PROMPT:
Write out the listing below word for word, from its first line down to and including the line that contains "[509,177,587,364]".

EXTRACTED INFORMATION:
--- Start ---

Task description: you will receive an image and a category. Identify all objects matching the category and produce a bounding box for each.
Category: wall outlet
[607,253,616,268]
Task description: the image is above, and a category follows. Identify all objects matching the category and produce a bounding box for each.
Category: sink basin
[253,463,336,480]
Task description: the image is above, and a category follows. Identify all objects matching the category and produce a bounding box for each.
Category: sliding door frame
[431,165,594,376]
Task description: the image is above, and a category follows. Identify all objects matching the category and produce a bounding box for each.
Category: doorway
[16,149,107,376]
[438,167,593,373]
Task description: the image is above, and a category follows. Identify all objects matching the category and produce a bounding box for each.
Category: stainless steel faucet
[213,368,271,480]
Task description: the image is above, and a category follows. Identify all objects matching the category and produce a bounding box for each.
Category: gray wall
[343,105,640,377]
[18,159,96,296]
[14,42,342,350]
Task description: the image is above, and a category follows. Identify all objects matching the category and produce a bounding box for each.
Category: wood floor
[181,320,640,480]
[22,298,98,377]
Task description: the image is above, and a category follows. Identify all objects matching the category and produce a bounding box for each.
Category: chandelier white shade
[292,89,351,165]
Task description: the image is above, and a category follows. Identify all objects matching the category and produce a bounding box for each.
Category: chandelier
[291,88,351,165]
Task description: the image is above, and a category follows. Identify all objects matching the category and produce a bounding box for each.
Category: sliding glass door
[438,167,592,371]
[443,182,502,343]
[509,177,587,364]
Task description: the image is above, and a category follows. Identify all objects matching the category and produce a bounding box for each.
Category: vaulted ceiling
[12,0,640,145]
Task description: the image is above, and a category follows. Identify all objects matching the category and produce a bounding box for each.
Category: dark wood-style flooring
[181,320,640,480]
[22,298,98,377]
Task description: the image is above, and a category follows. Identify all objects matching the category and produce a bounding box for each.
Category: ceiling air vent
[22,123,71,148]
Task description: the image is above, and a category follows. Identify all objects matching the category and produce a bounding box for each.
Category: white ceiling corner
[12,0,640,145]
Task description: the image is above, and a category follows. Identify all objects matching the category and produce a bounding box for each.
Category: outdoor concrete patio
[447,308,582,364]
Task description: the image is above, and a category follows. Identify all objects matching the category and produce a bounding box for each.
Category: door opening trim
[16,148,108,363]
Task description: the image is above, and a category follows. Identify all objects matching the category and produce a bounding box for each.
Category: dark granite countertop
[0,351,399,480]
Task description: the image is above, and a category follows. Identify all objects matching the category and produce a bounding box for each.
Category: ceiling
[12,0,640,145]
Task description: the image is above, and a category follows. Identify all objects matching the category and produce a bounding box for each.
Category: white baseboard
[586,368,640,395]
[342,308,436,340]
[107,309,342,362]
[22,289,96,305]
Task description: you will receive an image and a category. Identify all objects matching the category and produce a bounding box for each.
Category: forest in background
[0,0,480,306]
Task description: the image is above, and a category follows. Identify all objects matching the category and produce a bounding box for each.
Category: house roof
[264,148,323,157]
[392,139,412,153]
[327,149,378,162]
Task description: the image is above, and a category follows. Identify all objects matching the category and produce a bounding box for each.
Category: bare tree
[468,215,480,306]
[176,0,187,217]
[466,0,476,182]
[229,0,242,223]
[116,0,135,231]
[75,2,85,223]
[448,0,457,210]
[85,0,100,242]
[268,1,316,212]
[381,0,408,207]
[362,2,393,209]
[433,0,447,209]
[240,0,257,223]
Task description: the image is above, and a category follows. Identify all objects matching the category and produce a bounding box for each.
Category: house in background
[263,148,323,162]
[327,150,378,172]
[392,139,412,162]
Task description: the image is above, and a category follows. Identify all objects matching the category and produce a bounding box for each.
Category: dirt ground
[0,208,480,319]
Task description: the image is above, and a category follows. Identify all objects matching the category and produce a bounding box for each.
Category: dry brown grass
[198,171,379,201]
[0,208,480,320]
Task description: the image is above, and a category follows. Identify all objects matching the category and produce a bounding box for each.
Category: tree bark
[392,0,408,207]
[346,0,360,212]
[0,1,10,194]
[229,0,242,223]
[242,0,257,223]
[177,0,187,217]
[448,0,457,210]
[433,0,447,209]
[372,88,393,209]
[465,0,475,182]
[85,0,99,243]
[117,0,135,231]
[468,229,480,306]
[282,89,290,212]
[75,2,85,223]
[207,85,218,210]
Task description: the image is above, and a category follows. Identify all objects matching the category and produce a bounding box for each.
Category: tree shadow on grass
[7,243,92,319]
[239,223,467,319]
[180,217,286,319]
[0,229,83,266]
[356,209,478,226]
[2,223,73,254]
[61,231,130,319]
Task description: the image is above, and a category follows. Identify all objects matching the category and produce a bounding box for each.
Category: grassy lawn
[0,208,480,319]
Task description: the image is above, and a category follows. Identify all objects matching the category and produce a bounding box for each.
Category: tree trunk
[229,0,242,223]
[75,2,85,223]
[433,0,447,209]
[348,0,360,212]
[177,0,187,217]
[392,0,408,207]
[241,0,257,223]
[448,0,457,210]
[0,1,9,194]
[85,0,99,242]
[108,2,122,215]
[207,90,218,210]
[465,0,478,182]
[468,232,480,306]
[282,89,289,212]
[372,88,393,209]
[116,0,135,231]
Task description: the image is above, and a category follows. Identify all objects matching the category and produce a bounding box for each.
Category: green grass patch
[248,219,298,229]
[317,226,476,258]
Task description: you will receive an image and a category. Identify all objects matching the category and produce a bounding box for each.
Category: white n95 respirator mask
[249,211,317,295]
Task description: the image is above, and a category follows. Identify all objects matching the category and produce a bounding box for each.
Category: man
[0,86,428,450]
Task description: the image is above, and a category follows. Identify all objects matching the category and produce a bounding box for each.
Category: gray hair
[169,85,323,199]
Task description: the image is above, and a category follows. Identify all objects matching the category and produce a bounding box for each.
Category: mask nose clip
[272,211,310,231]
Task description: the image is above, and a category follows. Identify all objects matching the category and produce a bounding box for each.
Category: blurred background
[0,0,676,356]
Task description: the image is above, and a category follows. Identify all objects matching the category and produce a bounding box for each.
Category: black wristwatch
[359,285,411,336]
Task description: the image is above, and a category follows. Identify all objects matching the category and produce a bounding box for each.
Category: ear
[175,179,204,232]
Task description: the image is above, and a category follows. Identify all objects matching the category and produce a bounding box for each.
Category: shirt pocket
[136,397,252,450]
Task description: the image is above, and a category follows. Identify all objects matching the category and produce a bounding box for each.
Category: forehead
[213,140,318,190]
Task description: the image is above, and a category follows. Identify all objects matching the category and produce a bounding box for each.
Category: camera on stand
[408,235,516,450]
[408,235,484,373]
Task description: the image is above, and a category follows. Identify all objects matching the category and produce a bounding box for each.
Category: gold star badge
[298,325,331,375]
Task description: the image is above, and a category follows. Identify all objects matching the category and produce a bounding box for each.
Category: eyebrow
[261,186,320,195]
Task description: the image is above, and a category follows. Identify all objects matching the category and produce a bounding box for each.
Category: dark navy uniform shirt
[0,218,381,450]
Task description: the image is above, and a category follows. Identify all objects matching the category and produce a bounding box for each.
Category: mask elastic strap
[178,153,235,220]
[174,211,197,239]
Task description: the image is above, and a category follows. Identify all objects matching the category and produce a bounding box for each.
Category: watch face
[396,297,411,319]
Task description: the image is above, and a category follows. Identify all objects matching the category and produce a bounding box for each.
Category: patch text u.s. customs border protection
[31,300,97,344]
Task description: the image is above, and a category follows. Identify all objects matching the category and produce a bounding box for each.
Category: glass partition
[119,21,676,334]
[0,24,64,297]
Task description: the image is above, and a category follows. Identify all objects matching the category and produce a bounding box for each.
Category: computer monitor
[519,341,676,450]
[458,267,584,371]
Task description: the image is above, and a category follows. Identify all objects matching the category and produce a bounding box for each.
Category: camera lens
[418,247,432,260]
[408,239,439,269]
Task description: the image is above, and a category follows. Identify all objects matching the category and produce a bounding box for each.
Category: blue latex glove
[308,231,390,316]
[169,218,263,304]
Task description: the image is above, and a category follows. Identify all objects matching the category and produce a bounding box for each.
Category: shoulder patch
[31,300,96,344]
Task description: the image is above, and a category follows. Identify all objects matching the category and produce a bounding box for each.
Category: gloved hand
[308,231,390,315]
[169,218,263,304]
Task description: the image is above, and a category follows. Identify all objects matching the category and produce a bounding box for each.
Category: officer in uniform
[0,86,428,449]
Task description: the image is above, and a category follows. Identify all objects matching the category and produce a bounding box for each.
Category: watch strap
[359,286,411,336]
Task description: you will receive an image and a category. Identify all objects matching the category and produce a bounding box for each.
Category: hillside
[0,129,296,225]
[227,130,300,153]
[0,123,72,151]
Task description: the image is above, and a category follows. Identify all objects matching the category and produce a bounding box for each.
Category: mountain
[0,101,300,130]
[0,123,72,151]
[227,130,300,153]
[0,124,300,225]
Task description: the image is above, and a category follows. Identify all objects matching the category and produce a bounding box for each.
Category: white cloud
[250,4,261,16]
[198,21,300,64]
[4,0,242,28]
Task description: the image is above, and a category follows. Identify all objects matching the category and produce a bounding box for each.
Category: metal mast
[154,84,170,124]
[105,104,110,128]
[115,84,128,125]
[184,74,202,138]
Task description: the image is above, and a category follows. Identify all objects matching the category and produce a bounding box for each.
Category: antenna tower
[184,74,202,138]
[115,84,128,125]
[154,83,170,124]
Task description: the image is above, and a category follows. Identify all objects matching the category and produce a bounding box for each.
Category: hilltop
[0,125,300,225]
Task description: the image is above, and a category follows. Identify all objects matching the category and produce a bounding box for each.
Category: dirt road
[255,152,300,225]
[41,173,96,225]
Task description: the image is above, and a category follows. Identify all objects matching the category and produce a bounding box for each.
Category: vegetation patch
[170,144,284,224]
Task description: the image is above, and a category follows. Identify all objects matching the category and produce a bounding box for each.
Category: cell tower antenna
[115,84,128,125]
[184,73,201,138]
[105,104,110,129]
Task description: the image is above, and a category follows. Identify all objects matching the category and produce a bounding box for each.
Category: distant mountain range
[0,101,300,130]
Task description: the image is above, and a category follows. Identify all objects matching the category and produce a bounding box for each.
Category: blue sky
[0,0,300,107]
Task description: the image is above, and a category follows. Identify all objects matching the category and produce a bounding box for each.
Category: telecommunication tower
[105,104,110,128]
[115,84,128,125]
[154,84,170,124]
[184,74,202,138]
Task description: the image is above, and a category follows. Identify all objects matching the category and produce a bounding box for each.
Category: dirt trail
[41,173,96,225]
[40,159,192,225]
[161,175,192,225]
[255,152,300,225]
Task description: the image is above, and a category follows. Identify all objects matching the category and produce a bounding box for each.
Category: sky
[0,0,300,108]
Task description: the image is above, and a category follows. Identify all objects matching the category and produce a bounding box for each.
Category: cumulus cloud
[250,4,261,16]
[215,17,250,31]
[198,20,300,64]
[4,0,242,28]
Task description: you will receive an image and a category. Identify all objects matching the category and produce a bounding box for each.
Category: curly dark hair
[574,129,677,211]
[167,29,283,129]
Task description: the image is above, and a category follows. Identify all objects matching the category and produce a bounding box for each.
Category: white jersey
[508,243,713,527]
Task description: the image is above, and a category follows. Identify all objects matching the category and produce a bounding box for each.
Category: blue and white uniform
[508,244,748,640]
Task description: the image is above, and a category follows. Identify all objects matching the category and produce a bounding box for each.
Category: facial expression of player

--- End ---

RESPONSE TO THE EXERCISE:
Task description: you will receive an image and a category. Identify all objects matching the category and produce a bounding box for each.
Category: wall outlet
[607,253,616,268]
Task description: the image is above, and a category follows. Identify all objects matching the category and produce a bounding box for each.
Category: sink basin
[253,463,336,480]
Task description: the image is above, and a category follows. Identify all objects matching the category and produce a bounding box for each.
Category: sliding door frame
[431,165,594,376]
Task description: the image is above, and a category follows. Identify all objects matching the category and produce a bounding box for each.
Category: doorway
[16,149,107,376]
[438,167,593,373]
Task description: the image is above, and a category follows. Identify all objects matching the category and produce a bounding box for each.
Category: stainless steel faucet
[213,368,271,480]
Task description: the image is above, and a category follows. Identify all objects matching the category and produce a bounding box for each.
Category: gray wall
[343,105,640,377]
[18,159,96,296]
[14,42,342,350]
Task description: the image is above, and a category follows. Identify all objects matching the category and produce a bounding box for each.
Category: wood floor
[181,320,640,480]
[22,298,98,377]
Task description: the image is above, and a category follows. Identify all objects matching the category and produce a bounding box for each.
Category: chandelier white shade
[292,89,351,165]
Task description: the image is above, and a category follows. Identify all objects matching the category and produce a bounding box for each.
Category: chandelier
[291,88,351,165]
Task description: the image is above, and a category follows. Identify all objects matching the category and produce a bounding box for each.
Category: sliding glass door
[438,167,592,371]
[443,182,502,343]
[509,177,587,364]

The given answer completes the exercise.